**Page extract**
[Start of section]
We have built two different clusters in the AI lab, with different combinations of QFX switch models as Leaf and Spine nodes, and two different Nvidia's server models, as shown in Figure 5.

Figure 5: AI JVD Lab Clusters

The two clusters share the same Frontend fabric and Storage Backend fabric but have their own GPU Backend fabric. Each cluster is comprised of two stripes following the Backend GPU Rail Optimized Stripe Architecture. The two clusters are connected by the spine nodes and include a different set of GPU servers connected to the leaf nodes.

The backend devices included in the fabric on each cluster/stripe, and the connections between them, can be summarized as follows:

Backend devices per cluster and stripe

Cluster Stripe Nvidia DGX GPU Servers

GPU Backend Leaf Nodes switch model

(gpu-backend-leaf#)

GPU Backend Spine Nodes switch model

(gpu-backend-spine#)

1 1 A100-01 to A100-04 QFX5230-64CD x 8 QFX5230-64CD x 2
1 2 A100-05 to A100-08 QFX5220-32CD x 8
2 1 H100-01 to H100-02 QFX5240-64OD x 8  
2 2 H100-03 to H100-04 QFX5240-64OD x 8

Connections between servers, leaf and spine nodes per cluster and stripe

Cluster Stripe

GPU Servers <=>

GPU Backend Leaf Nodes

GPU Backend Spine Nodes <=>

GPU Backend Leaf Nodes

1 1

1 x 200GE links

between each A100 server and each leaf node (200GE x 8 links per server)

2 x 400GE links

between each leaf node and each spines node (2 x 400GE x 2 links per leaf node)

1 2

1 x 200GE links

between each A100 server and each leaf nodes (200GE x 8 links per server)

2 x 400GE links

between each leaf node and each spines node (2 x 400GE x 2 links per leaf node)

2 1

1 x 400GE links

between each H100 server and each leaf nodes (400GE x 8 links per server)
[End of section]
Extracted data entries
[Start of section]
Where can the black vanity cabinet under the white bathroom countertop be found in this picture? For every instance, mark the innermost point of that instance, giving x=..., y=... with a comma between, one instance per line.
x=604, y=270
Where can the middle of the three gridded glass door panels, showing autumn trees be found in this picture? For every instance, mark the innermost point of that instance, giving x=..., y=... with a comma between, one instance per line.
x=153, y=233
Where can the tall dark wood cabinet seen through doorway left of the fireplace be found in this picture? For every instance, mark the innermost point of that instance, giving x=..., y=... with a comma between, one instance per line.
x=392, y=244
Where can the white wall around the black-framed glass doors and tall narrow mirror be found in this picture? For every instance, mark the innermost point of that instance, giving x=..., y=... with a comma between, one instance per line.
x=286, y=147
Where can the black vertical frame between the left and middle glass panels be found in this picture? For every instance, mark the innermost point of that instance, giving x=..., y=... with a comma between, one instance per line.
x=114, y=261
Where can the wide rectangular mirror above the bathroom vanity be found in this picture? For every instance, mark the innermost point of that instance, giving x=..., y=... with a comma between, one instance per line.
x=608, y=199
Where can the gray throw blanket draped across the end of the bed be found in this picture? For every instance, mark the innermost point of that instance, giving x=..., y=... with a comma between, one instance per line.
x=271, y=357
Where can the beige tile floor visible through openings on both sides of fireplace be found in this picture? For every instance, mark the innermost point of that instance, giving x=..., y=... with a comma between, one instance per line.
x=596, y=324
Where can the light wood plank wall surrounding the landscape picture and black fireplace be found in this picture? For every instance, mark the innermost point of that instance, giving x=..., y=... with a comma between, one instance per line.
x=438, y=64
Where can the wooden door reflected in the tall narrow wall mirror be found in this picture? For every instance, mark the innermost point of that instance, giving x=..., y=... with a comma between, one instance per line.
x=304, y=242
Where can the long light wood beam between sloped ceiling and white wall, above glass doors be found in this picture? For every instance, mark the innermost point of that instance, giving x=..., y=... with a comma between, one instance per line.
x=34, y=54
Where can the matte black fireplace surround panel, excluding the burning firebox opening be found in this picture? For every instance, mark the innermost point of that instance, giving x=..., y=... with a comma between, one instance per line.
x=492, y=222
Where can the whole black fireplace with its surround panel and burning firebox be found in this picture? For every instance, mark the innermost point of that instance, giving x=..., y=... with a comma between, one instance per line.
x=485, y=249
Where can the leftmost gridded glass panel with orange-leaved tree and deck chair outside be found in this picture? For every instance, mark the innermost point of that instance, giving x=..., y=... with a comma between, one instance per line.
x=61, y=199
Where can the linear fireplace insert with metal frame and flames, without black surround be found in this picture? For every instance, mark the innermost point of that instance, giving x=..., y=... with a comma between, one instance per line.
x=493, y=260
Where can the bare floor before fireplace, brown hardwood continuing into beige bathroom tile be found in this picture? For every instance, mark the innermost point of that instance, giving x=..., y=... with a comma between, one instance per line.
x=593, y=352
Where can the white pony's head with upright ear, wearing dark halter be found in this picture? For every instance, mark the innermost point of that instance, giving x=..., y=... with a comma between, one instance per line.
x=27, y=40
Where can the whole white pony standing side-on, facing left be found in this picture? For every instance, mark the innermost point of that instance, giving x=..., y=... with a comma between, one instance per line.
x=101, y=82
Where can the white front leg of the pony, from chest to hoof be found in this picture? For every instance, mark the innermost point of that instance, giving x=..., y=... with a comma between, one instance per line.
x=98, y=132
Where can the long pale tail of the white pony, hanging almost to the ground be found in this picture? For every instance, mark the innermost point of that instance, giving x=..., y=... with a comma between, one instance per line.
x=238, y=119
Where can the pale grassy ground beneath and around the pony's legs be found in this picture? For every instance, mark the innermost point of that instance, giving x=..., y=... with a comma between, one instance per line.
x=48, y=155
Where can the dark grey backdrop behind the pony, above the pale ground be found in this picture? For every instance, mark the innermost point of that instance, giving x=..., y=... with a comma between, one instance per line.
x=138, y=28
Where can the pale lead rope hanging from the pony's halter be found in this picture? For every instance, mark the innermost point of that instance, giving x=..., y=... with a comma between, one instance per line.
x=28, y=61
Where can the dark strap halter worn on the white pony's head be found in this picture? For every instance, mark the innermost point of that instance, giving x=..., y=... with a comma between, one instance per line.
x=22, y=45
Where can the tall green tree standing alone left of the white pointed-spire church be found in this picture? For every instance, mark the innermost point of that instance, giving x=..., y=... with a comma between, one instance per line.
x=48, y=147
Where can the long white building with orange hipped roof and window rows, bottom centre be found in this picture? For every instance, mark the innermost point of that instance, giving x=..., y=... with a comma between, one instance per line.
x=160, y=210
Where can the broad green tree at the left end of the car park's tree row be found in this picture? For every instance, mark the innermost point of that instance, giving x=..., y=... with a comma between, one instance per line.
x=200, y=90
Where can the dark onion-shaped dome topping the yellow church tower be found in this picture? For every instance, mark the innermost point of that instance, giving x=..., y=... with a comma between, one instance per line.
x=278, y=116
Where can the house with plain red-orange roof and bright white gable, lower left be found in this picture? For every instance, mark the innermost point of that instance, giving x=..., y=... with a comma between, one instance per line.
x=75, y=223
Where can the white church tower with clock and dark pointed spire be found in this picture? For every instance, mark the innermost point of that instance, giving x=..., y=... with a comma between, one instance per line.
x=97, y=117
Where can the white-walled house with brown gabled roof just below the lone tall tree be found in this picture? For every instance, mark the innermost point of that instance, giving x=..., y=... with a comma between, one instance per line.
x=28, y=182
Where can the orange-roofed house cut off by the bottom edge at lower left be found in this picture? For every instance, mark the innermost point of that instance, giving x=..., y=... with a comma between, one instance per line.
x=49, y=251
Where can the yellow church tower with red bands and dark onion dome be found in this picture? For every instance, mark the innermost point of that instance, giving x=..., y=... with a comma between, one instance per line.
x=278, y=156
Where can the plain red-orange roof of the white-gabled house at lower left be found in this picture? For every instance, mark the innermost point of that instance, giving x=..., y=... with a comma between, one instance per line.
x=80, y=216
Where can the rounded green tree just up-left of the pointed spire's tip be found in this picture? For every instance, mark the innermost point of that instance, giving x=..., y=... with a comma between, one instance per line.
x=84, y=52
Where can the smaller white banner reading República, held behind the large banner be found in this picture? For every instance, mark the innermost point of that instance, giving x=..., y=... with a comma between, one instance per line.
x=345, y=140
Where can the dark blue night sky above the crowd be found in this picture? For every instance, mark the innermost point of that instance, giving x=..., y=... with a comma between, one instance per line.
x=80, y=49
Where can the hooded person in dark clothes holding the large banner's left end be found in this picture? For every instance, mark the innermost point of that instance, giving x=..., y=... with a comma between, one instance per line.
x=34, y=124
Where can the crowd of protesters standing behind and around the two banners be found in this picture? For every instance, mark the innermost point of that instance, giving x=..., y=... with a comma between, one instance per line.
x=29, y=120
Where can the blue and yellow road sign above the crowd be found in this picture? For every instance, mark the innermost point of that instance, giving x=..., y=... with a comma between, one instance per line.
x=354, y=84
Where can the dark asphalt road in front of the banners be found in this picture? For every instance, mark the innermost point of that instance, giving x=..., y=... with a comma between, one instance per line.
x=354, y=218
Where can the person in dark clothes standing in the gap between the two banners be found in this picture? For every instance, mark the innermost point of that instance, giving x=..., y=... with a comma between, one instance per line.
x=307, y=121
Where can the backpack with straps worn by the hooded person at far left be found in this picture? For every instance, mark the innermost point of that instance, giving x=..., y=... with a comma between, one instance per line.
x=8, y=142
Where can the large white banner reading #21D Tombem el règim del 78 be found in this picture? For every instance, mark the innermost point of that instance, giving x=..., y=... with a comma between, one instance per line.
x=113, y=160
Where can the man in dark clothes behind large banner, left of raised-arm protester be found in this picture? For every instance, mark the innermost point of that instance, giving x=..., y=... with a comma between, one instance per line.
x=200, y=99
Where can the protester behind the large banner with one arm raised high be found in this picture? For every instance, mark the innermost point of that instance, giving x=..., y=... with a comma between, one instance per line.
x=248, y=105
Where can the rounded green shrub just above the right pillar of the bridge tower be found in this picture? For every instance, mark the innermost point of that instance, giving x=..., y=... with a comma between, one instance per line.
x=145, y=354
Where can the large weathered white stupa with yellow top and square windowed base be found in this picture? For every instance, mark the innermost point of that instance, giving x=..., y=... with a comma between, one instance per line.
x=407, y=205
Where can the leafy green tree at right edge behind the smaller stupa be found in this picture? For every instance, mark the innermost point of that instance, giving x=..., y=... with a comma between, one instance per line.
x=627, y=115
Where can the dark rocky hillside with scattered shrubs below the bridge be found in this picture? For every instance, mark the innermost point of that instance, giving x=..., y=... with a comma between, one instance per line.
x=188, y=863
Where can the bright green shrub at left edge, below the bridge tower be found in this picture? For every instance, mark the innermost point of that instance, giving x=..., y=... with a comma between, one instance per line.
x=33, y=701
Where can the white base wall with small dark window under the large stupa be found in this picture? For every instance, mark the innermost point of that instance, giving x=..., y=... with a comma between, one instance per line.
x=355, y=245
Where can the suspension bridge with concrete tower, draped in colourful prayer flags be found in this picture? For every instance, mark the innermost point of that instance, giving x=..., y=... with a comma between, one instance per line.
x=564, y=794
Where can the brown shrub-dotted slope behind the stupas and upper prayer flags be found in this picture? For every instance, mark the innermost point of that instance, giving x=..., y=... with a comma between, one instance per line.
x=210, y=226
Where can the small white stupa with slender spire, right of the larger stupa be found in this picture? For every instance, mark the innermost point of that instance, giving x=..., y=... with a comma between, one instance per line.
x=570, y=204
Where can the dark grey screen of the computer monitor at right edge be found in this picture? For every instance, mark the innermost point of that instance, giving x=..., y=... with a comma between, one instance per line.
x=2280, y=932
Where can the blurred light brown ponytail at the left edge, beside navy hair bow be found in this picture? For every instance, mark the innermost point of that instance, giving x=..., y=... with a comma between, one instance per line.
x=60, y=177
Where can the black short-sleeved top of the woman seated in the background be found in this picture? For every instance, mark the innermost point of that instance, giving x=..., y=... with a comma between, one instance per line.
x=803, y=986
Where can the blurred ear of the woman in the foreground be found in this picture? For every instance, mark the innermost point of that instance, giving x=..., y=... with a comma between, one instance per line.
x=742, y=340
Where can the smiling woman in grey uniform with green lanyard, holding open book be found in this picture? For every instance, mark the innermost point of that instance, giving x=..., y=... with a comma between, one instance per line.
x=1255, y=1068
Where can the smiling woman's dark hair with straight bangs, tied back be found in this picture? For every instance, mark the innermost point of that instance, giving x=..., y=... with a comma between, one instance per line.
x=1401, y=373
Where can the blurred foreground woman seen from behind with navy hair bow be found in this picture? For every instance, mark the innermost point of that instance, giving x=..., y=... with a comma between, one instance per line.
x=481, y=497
[End of section]
**Tasks to carry out**
- a) Answer these questions about the AI lab clusters page extract:
(i) Which two fabrics do the two clusters share?
(ii) How many stripes make up each cluster?
(iii) In cluster 2, stripe 1, what links connect each H100 server to each leaf node?
- b) Restate the stretch of the AI lab clusters page extract from "The two clusters share" through "(gpu-backend-leaf#)", swapping "Frontend fabric" out for "Frontend network".

**Answers per task**
- a)
(i) The Frontend fabric and the Storage Backend fabric.
(ii) Two stripes.
(iii) 1 x 400GE links (400GE x 8 links per server).

- b)
The two clusters share the same Frontend network and Storage Backend fabric but have their own GPU Backend fabric. Each cluster is comprised of two stripes following the Backend GPU Rail Optimized Stripe Architecture. The two clusters are connected by the spine nodes and include a different set of GPU servers connected to the leaf nodes.

The backend devices included in the fabric on each cluster/stripe, and the connections between them, can be summarized as follows:

Backend devices per cluster and stripe

Cluster Stripe Nvidia DGX GPU Servers

GPU Backend Leaf Nodes switch model

(gpu-backend-leaf#)